- **EXERCISE PROMPT**
Check every line of the entries below for the word "bird", then give only the number of lines that have it.

Point localization data
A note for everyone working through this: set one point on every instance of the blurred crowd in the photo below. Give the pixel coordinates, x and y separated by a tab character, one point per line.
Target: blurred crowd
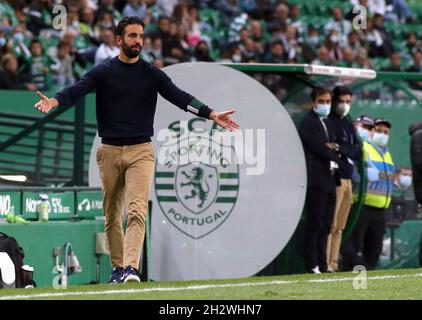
36	56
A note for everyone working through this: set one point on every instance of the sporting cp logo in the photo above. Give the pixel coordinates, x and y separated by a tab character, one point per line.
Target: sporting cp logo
197	197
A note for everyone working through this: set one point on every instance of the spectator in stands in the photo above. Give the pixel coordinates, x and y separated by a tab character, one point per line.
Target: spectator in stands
157	48
380	41
179	51
416	67
362	60
37	67
136	8
63	73
338	23
194	26
348	58
166	7
229	9
202	53
401	11
332	42
323	58
280	19
317	135
107	6
18	44
395	63
86	25
290	44
411	46
276	53
163	32
295	21
3	43
108	48
354	42
9	78
40	16
180	14
249	52
104	21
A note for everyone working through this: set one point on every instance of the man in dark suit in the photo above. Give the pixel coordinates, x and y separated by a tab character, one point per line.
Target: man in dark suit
317	135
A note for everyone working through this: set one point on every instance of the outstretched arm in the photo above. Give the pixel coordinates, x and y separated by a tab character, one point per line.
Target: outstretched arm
69	95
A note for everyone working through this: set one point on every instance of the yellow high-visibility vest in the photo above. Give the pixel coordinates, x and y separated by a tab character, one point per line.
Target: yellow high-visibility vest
378	192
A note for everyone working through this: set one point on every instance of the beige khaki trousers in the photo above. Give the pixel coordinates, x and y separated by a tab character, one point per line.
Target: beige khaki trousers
344	199
126	174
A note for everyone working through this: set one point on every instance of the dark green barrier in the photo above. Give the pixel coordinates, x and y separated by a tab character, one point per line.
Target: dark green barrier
89	204
10	202
39	238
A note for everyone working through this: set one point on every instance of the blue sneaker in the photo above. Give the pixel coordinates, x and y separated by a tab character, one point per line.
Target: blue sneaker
130	274
116	275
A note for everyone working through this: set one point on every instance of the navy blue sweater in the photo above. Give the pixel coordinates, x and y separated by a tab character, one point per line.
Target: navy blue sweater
126	97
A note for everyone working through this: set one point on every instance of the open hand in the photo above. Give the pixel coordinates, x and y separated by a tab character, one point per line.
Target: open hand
223	120
45	104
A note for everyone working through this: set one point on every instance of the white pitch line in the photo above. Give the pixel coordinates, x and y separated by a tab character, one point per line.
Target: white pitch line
200	287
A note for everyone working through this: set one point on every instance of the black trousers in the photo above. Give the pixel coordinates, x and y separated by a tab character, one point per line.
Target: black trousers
320	207
365	244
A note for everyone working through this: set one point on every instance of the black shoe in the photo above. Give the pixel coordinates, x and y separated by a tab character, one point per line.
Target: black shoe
130	274
116	275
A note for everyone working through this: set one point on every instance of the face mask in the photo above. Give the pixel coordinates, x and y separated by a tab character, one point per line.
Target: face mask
364	134
18	37
380	139
323	110
334	39
343	109
313	40
405	181
237	58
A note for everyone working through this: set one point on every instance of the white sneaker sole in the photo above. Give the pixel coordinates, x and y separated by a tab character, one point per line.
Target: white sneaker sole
132	278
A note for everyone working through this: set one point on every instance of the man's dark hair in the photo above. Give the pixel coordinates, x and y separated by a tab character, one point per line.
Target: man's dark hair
341	91
319	91
125	22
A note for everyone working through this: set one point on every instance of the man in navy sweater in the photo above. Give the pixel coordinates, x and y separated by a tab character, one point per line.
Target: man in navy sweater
126	96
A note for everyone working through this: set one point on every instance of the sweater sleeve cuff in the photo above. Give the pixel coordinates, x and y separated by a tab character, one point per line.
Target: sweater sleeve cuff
198	108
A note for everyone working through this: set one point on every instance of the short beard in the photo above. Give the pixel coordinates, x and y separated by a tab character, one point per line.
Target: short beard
129	52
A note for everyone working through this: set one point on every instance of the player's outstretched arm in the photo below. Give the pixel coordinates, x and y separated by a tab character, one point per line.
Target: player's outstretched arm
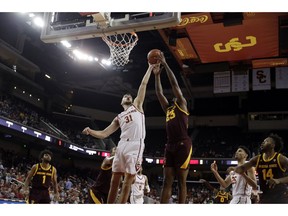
102	134
159	90
139	100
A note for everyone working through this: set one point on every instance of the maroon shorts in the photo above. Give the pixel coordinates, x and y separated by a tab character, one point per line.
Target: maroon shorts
180	156
39	196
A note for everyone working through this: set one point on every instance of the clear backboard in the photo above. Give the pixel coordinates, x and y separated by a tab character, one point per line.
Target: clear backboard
76	26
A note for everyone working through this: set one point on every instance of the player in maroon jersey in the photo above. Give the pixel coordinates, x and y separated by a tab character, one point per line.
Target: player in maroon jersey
98	193
271	167
178	149
41	176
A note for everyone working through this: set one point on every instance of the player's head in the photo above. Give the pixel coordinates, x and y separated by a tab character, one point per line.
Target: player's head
278	142
45	156
242	152
127	99
113	151
273	141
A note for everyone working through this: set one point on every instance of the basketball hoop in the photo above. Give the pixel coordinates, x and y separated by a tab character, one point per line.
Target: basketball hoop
120	46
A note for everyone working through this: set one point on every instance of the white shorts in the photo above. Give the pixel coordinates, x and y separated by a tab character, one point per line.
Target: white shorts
136	199
238	199
128	157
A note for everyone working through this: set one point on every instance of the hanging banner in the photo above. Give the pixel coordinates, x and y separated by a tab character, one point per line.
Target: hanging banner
194	19
240	81
261	79
215	42
281	77
221	82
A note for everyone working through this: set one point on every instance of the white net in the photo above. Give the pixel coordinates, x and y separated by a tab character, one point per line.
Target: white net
120	46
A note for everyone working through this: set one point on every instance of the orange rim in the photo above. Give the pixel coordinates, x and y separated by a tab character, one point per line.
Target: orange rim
110	43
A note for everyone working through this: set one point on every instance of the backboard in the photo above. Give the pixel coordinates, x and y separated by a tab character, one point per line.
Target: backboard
76	26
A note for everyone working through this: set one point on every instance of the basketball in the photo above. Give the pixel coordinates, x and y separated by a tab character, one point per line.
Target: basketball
153	55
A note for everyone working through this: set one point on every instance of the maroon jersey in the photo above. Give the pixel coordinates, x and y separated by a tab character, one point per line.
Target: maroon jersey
222	197
176	125
42	177
266	170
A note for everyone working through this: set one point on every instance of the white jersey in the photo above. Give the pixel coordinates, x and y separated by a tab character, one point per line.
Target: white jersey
132	124
241	190
137	190
129	153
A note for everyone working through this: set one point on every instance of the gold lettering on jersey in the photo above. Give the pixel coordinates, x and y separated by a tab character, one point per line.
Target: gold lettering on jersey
235	45
170	114
44	173
196	19
263	166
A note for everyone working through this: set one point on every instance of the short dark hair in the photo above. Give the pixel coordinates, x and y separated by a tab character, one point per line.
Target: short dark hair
46	151
278	141
246	150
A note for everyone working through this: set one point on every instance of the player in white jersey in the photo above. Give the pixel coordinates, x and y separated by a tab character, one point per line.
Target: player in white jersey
129	153
242	185
139	187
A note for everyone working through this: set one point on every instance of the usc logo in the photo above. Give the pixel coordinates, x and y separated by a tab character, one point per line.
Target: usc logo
190	20
235	45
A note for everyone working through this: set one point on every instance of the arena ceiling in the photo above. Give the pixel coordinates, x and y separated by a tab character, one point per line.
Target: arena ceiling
202	43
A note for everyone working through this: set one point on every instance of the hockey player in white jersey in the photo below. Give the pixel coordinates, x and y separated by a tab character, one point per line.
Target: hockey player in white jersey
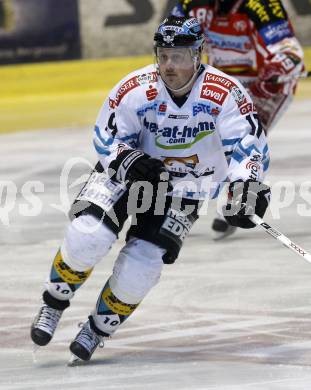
164	133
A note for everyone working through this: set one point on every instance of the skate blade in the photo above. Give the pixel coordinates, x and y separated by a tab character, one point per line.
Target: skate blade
75	361
218	236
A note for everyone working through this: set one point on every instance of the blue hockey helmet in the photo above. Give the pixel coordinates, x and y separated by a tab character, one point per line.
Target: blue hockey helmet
177	31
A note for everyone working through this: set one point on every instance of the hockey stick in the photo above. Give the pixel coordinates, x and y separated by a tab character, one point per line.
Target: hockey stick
281	237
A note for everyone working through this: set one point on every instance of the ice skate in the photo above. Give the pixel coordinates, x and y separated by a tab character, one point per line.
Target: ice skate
84	344
44	325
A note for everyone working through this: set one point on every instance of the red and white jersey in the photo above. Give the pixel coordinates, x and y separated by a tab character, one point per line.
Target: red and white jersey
239	42
212	137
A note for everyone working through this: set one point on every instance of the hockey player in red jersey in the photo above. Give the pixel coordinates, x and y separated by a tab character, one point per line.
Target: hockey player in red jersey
254	41
170	128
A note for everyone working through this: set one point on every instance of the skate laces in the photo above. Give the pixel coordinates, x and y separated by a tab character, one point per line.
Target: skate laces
48	318
88	338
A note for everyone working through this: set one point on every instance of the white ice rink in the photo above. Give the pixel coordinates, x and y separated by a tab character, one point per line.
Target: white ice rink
232	315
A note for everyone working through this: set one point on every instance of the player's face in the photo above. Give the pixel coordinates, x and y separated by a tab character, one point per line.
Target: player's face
176	66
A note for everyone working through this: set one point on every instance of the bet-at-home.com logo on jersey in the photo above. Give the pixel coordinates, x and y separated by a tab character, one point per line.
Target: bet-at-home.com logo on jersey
179	138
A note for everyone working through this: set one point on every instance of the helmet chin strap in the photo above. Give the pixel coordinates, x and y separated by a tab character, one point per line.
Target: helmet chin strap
186	86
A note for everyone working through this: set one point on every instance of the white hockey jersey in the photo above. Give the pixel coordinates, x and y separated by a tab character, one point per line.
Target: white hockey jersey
213	137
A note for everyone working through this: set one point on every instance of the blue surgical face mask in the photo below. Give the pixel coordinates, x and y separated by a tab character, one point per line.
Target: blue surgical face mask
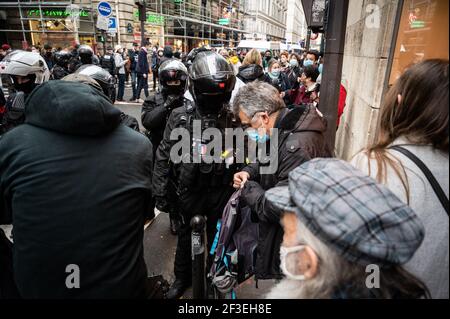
308	63
294	63
275	73
321	68
254	136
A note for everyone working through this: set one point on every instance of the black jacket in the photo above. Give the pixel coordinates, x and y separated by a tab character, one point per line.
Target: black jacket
154	116
193	182
76	184
301	139
281	84
251	73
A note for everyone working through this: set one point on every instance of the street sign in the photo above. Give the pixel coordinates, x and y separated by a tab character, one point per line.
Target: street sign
102	23
112	25
104	9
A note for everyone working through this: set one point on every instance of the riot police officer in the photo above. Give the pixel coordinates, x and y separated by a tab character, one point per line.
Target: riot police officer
106	82
173	78
107	61
27	70
201	188
61	68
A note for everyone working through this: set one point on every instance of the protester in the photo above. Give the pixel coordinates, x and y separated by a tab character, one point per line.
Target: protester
414	116
133	56
79	204
276	78
120	67
284	61
266	60
294	71
61	67
48	56
312	58
142	70
300	135
251	69
234	61
339	223
304	94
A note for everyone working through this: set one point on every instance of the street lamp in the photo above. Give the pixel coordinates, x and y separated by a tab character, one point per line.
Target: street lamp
142	17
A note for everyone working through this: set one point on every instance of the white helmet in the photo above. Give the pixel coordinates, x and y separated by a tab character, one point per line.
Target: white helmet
25	63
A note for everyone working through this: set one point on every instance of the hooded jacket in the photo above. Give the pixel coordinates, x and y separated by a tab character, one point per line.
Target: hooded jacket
251	73
76	184
301	138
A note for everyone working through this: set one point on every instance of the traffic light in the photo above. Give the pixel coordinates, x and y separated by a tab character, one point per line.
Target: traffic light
142	9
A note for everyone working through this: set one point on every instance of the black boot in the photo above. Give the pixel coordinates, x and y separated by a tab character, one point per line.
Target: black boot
175	224
177	289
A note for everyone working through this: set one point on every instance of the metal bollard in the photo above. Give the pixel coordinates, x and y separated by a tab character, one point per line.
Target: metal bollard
198	257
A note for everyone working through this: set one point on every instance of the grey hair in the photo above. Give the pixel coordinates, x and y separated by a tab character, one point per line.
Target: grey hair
257	97
334	272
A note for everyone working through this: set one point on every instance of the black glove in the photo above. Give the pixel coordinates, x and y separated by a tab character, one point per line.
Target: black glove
172	102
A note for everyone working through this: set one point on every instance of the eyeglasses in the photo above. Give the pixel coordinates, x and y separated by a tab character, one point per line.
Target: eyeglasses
284	253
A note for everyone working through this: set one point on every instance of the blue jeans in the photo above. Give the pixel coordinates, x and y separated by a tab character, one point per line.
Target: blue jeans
134	84
121	89
142	84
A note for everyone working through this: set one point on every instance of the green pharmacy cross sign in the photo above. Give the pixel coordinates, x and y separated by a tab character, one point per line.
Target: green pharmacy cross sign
54	13
152	18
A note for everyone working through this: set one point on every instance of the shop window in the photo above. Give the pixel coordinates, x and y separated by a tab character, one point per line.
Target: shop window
423	34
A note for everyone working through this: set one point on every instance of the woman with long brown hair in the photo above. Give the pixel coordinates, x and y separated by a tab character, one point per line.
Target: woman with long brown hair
411	150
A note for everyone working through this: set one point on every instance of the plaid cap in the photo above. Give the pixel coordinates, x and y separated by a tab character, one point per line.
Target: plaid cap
355	216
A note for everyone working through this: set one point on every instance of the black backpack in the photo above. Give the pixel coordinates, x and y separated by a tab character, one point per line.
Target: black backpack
234	249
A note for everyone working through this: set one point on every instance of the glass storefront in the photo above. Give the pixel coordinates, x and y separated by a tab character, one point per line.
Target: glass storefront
423	34
58	23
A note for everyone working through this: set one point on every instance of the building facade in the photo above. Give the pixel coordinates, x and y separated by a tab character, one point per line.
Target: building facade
266	19
183	24
296	28
382	39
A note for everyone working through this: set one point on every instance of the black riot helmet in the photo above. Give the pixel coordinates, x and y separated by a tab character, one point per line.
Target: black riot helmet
103	77
173	78
212	81
85	54
62	58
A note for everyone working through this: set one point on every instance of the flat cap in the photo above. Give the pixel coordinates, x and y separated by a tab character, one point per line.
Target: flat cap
358	218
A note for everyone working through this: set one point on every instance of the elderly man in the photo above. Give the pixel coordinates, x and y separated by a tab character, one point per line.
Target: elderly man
346	237
300	133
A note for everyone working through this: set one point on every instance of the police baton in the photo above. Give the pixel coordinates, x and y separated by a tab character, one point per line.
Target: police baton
198	257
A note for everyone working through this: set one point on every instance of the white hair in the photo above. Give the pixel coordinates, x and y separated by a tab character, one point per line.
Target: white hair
332	270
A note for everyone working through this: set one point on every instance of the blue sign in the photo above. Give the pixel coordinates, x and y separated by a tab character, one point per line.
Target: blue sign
104	9
112	24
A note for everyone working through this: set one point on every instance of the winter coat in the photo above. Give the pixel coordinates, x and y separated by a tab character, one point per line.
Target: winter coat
301	138
142	65
77	185
251	73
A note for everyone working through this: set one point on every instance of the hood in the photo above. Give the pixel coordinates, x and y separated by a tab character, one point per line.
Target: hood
302	118
71	108
251	72
234	60
168	52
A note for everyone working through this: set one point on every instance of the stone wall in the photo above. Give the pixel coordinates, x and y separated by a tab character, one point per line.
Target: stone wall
366	55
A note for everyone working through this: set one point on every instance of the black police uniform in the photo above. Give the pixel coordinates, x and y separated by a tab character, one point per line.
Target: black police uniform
201	189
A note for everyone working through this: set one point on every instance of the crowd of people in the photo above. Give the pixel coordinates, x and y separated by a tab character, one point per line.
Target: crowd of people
78	180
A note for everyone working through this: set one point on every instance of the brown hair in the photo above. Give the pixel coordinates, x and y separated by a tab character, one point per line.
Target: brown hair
252	57
421	115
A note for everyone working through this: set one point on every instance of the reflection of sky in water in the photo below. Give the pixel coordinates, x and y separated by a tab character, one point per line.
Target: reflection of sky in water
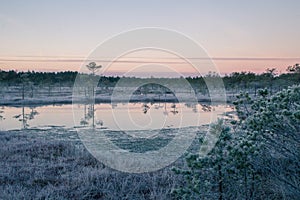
132	116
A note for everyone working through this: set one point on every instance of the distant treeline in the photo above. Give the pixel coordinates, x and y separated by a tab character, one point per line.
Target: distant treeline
234	81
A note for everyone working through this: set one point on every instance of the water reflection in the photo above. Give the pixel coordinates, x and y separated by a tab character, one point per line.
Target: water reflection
25	117
125	116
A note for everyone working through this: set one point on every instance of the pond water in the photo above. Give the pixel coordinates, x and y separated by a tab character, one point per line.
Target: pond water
121	116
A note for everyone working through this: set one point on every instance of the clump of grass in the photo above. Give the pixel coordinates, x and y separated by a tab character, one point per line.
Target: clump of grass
42	168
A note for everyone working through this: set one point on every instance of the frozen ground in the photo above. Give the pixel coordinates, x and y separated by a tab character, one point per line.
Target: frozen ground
52	163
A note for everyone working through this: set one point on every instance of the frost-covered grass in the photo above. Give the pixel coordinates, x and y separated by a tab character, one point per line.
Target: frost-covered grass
34	166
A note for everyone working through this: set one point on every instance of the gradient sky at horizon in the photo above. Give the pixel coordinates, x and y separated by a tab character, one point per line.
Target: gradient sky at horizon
238	35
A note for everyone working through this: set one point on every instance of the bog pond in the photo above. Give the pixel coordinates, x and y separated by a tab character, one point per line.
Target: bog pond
118	116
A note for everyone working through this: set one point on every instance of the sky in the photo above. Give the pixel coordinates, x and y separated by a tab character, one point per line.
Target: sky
238	35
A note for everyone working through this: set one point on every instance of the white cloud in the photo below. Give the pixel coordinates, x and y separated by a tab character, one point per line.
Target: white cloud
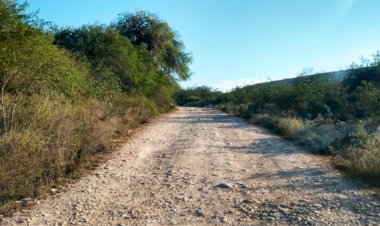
227	85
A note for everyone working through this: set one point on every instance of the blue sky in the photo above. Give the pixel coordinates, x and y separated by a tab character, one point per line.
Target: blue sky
237	42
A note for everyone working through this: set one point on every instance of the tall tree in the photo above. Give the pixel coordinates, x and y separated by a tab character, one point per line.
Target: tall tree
166	49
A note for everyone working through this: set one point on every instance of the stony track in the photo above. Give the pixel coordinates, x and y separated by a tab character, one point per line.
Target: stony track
199	166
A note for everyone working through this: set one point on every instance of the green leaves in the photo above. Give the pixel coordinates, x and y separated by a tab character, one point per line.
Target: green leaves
163	44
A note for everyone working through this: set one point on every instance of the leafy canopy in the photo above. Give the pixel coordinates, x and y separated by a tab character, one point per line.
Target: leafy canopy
150	32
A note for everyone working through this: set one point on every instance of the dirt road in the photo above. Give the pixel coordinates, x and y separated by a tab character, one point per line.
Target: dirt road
202	167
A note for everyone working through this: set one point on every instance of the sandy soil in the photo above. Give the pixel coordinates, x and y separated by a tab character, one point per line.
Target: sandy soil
199	166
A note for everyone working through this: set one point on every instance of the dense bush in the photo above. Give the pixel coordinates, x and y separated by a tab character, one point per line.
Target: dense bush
65	96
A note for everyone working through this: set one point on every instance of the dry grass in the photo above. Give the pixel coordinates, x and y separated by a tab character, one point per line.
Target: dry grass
54	138
290	127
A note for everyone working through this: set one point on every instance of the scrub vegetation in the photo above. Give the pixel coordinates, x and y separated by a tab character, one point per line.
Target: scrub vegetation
67	93
335	113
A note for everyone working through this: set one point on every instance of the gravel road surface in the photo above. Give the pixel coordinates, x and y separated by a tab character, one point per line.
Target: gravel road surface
199	166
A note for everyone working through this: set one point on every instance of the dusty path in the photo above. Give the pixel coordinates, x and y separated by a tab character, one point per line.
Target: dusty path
203	167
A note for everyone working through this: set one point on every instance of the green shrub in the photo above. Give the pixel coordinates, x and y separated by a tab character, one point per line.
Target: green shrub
365	157
23	155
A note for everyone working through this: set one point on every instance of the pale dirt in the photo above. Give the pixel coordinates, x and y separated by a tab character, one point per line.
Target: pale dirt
169	172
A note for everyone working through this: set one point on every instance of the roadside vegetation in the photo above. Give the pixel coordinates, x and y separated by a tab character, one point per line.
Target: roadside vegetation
335	114
67	93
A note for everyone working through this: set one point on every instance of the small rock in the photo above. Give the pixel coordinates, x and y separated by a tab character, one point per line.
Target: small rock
223	186
198	213
223	219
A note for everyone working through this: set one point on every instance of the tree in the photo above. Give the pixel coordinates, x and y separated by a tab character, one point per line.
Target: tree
163	44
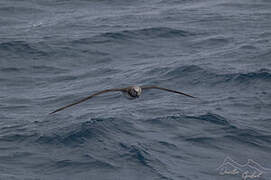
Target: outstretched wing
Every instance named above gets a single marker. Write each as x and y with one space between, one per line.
86 98
165 89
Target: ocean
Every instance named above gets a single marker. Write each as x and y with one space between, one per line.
54 52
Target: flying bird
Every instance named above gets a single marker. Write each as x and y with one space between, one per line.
131 92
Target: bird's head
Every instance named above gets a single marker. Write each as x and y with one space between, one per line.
135 91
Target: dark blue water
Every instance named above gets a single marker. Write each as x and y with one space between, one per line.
53 52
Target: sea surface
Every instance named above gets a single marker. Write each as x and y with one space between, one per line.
54 52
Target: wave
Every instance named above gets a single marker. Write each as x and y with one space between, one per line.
22 47
137 34
193 74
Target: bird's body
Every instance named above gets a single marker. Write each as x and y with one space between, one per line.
130 92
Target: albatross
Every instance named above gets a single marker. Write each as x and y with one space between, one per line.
132 92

- **EXERCISE SOLUTION**
3